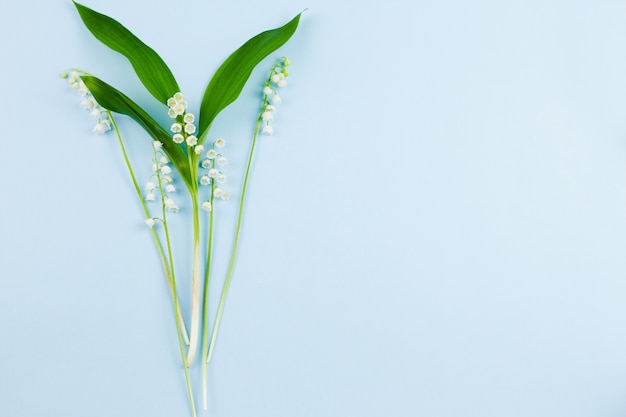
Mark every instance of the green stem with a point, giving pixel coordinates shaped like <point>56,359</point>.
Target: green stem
<point>195,276</point>
<point>233,256</point>
<point>205,305</point>
<point>169,271</point>
<point>155,237</point>
<point>178,330</point>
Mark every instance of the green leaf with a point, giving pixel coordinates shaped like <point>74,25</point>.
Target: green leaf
<point>114,100</point>
<point>150,68</point>
<point>232,75</point>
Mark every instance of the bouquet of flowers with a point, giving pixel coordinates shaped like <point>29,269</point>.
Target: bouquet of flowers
<point>183,157</point>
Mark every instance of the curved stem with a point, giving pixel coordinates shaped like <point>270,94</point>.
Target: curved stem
<point>205,305</point>
<point>166,267</point>
<point>178,332</point>
<point>195,276</point>
<point>169,270</point>
<point>233,255</point>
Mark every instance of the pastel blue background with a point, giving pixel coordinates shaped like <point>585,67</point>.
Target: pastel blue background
<point>436,229</point>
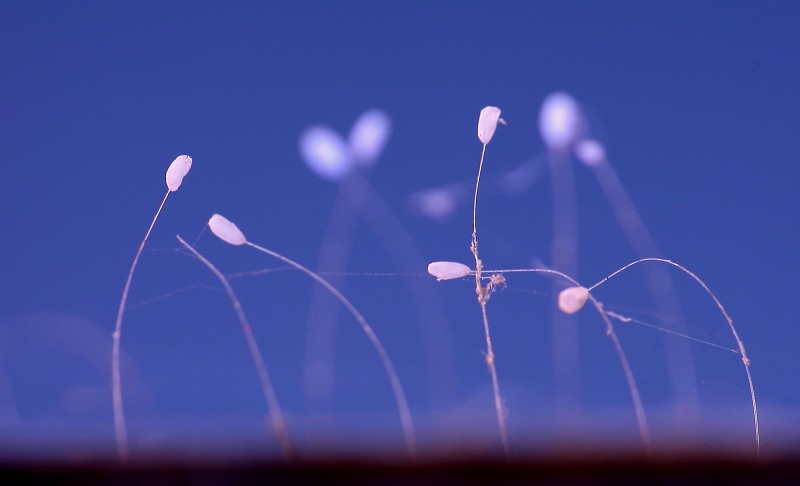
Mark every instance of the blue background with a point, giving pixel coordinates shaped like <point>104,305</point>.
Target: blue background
<point>698,107</point>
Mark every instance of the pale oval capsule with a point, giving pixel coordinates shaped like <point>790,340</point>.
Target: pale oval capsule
<point>448,270</point>
<point>368,137</point>
<point>177,171</point>
<point>325,153</point>
<point>487,123</point>
<point>590,152</point>
<point>226,230</point>
<point>560,121</point>
<point>572,299</point>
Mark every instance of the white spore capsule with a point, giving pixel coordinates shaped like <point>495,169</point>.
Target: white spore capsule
<point>177,171</point>
<point>226,230</point>
<point>572,299</point>
<point>448,270</point>
<point>368,136</point>
<point>560,121</point>
<point>487,123</point>
<point>325,153</point>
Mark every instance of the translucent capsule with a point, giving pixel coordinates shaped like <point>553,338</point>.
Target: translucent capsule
<point>487,123</point>
<point>177,171</point>
<point>572,299</point>
<point>590,152</point>
<point>325,153</point>
<point>448,270</point>
<point>368,136</point>
<point>226,230</point>
<point>560,121</point>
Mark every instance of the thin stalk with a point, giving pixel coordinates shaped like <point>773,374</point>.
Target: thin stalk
<point>120,431</point>
<point>483,294</point>
<point>394,380</point>
<point>740,344</point>
<point>276,415</point>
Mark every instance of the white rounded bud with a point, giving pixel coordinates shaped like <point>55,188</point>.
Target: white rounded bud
<point>177,171</point>
<point>560,121</point>
<point>325,153</point>
<point>572,299</point>
<point>226,230</point>
<point>487,123</point>
<point>368,136</point>
<point>448,270</point>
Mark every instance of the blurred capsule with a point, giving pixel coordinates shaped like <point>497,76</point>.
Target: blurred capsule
<point>325,153</point>
<point>368,137</point>
<point>559,121</point>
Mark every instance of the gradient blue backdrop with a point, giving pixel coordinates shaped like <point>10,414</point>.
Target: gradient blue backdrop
<point>698,106</point>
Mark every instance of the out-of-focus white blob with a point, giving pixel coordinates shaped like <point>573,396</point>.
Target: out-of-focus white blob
<point>325,153</point>
<point>368,136</point>
<point>177,171</point>
<point>523,177</point>
<point>226,230</point>
<point>572,299</point>
<point>487,123</point>
<point>436,204</point>
<point>448,270</point>
<point>560,121</point>
<point>590,152</point>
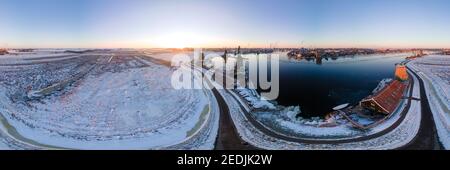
-----
• What you are asked to do:
Reproduce all of the material above word for word, and leave the pictures out of your copy.

• Written answer:
Mark every instance of the green stem with a point, giving pixel coordinates shaped like <point>56,359</point>.
Target: green stem
<point>195,276</point>
<point>233,256</point>
<point>205,305</point>
<point>169,271</point>
<point>155,237</point>
<point>178,330</point>
Mark every instance of the green leaf with a point, giving pixel coordinates shaped like <point>74,25</point>.
Target: green leaf
<point>114,100</point>
<point>150,68</point>
<point>232,75</point>
Mark every instance of the bouquet of flowers with a point, giving pixel coordinates shaped like <point>29,269</point>.
Target: bouquet of flowers
<point>183,157</point>
Mark every instance of the curved stem with a point, giving pixel coordinates shaped like <point>270,94</point>.
Target: curved stem
<point>205,305</point>
<point>166,267</point>
<point>178,332</point>
<point>195,276</point>
<point>169,270</point>
<point>233,255</point>
Mark every instance of the pastel blue background with a point, giving pixel coordinates shaped like <point>585,67</point>.
Target: pastel blue background
<point>436,229</point>
Mark every instance of the blue background with a point, giving pixel coordinates shaped like <point>104,305</point>.
Target: blue background
<point>698,107</point>
Mark every instance of the pale oval capsule with a point, giving pixel coordinates shaped like <point>790,340</point>.
Target: pale oval capsule
<point>448,270</point>
<point>368,137</point>
<point>177,171</point>
<point>325,153</point>
<point>487,123</point>
<point>590,152</point>
<point>226,230</point>
<point>560,121</point>
<point>572,299</point>
Mark every instance of the white spore capsule with a point, giving pixel coordinates shaped like <point>495,169</point>.
Target: white spore capsule
<point>177,171</point>
<point>226,230</point>
<point>572,299</point>
<point>448,270</point>
<point>368,136</point>
<point>560,121</point>
<point>487,123</point>
<point>325,153</point>
Mark every instance of the translucent capsule with a point, giving pixel coordinates shaped like <point>553,338</point>.
Target: translucent capsule
<point>487,123</point>
<point>177,171</point>
<point>572,299</point>
<point>590,152</point>
<point>325,153</point>
<point>448,270</point>
<point>368,136</point>
<point>226,230</point>
<point>560,121</point>
Mark every instance of the thin stalk with a point, giving pixel coordinates shaped like <point>773,374</point>.
Target: thin stalk
<point>120,431</point>
<point>483,294</point>
<point>394,380</point>
<point>740,344</point>
<point>276,415</point>
Mark every instance of the white rounded bud with a point, giving pixel coordinates shaped like <point>55,188</point>.
Target: white rounded bud
<point>177,171</point>
<point>560,121</point>
<point>325,153</point>
<point>572,299</point>
<point>226,230</point>
<point>487,123</point>
<point>368,136</point>
<point>448,270</point>
Mark every instance of the blurred capsule with a point, giving pixel coordinates shaped like <point>497,76</point>.
Target: blurred capsule
<point>325,153</point>
<point>368,137</point>
<point>559,121</point>
Mark every instance of the gradient blue backdrop with a point, giving pixel coordinates shaped like <point>10,414</point>.
Target: gradient blue backdrop
<point>698,106</point>
Mark every instance of the out-of-focus white blob with a point, giving pixel coordinates shaped like <point>573,396</point>.
Target: out-of-focus white blob
<point>325,153</point>
<point>368,136</point>
<point>177,171</point>
<point>523,177</point>
<point>226,230</point>
<point>572,299</point>
<point>487,123</point>
<point>436,204</point>
<point>448,270</point>
<point>560,121</point>
<point>590,152</point>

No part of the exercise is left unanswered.